PROBLEM:
Reproduce the whole passage on pacifism and revolutionary violence below, word for word and with nothing changed.

PAGE:

PACIFISM SEEKS TO project itself as a radical alternative to the staus quo. Yet such a movement that has forced
approximately zero substantial changes upon the state must be overcome. This is not to say that we should replace hegemonic pacifism with a cult of terror, terrorism and violent bloodlust. Instead, as Churchill notes, “it is the realisation that in order to be effective and ultimately successful, any revolutionary movement must develop the broadest possibel range of thinking/action by which to confront the state.” A hollistc approach to social change is needed.
A number of nonviolent activities must be amongst our revolutionary tool box, but there is no place for dogmatic pacifism to preclude the utilisation of violence as a legitimate and necessary method of achieving liberation. It is obvious that in order to bring about concrete social change, violence has a (albeit unwelcomed) part to paly.


“No ruling class in history has ever relinquished its power without struggle. Power will be taken from them by the conscious, autonomous action of the working class themselves and will be a time of violence as well as liberation. The idea that socialism can be achieved peacefully, or by a revolutionary elite acting ‘on behalf of’ the working class is both absurd and reactionary. — Beyond Resistance

“ANARCHISTS ARE OPPOSED to every kind of violence” states Malatesta. “The main plank of Anarchism is the removal of violence from human relations. It is life based on the freedom of the individual, without the intervention of the state. For this reason we are enemies of capitalism, which depends on the protection of the state to oblige workers to allow themselves to be exploited — or even to remain idle and go hungry when it is not in the interest of the bosses to exploit them. We are therefore enemies of the state, which is the coercive, violent organisation of society.”
“But if one declares that they believe it stupid and barbarous to argue with a stick in their hand; that it is unjust and evil to oblige a person to obey the will of another at pistol point, it is, perhaps, reasonable to deduce that that person intends to allow themself to be beaten up and be made to submit to the will of another without having recourse to more extreme means for their defence?”

EXCERPTED DATA:
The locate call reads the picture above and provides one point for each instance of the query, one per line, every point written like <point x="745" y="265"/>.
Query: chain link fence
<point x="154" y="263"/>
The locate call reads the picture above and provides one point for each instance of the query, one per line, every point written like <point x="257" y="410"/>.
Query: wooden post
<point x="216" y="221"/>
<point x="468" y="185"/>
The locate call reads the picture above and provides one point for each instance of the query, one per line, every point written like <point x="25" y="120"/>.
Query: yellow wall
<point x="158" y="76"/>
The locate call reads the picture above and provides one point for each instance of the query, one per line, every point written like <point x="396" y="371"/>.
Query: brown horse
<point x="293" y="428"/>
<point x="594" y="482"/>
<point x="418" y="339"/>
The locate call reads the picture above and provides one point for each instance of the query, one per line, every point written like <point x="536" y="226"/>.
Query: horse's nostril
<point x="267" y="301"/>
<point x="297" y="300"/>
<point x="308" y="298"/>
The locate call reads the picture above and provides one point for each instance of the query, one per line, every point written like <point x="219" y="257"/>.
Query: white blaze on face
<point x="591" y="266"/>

SOLUTION TO THIS EXERCISE:
PACIFISM SEEKS TO project itself as a radical alternative to the staus quo. Yet such a movement that has forced
approximately zero substantial changes upon the state must be overcome. This is not to say that we should replace hegemonic pacifism with a cult of terror, terrorism and violent bloodlust. Instead, as Churchill notes, “it is the realisation that in order to be effective and ultimately successful, any revolutionary movement must develop the broadest possibel range of thinking/action by which to confront the state.” A hollistc approach to social change is needed.
A number of nonviolent activities must be amongst our revolutionary tool box, but there is no place for dogmatic pacifism to preclude the utilisation of violence as a legitimate and necessary method of achieving liberation. It is obvious that in order to bring about concrete social change, violence has a (albeit unwelcomed) part to paly.


“No ruling class in history has ever relinquished its power without struggle. Power will be taken from them by the conscious, autonomous action of the working class themselves and will be a time of violence as well as liberation. The idea that socialism can be achieved peacefully, or by a revolutionary elite acting ‘on behalf of’ the working class is both absurd and reactionary. — Beyond Resistance

“ANARCHISTS ARE OPPOSED to every kind of violence” states Malatesta. “The main plank of Anarchism is the removal of violence from human relations. It is life based on the freedom of the individual, without the intervention of the state. For this reason we are enemies of capitalism, which depends on the protection of the state to oblige workers to allow themselves to be exploited — or even to remain idle and go hungry when it is not in the interest of the bosses to exploit them. We are therefore enemies of the state, which is the coercive, violent organisation of society.”
“But if one declares that they believe it stupid and barbarous to argue with a stick in their hand; that it is unjust and evil to oblige a person to obey the will of another at pistol point, it is, perhaps, reasonable to deduce that that person intends to allow themself to be beaten up and be made to submit to the will of another without having recourse to more extreme means for their defence?”